=== Input for this task ===
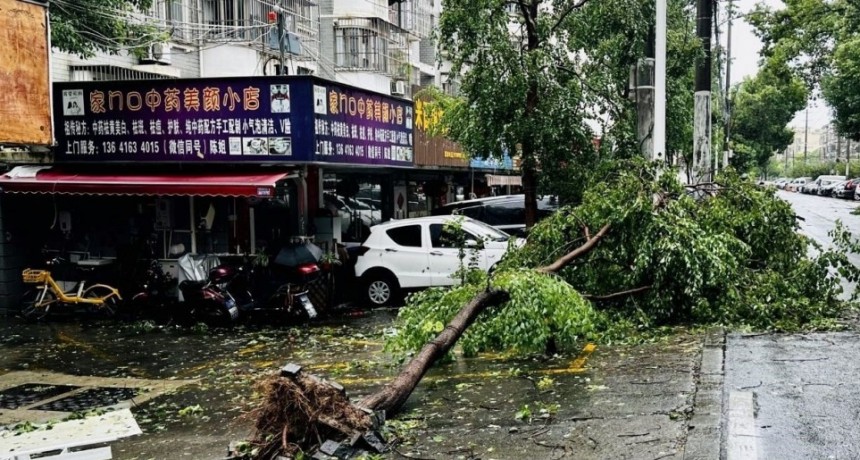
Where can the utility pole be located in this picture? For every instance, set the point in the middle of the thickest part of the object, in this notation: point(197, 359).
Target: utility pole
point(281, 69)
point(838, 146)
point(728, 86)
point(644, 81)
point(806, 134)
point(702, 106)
===
=== Input for this task ===
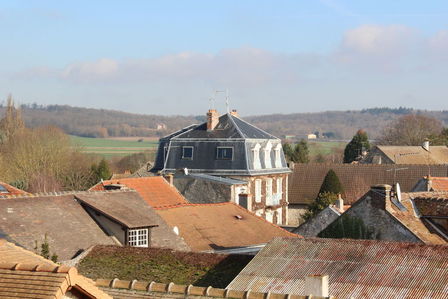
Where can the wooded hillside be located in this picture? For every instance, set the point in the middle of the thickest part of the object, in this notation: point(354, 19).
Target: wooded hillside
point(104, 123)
===
■ Requirement
Copy the listing from the line containing "Where can the wooded" down to the line containing "point(104, 123)", swapping "wooded hillside" for "forested slope" and leaving everything else untouched.

■ Task solution
Where can the forested slope be located in this picture? For every instance, set the point in the middle of the thickest part of the object, in this notation: point(354, 19).
Target: forested slope
point(104, 123)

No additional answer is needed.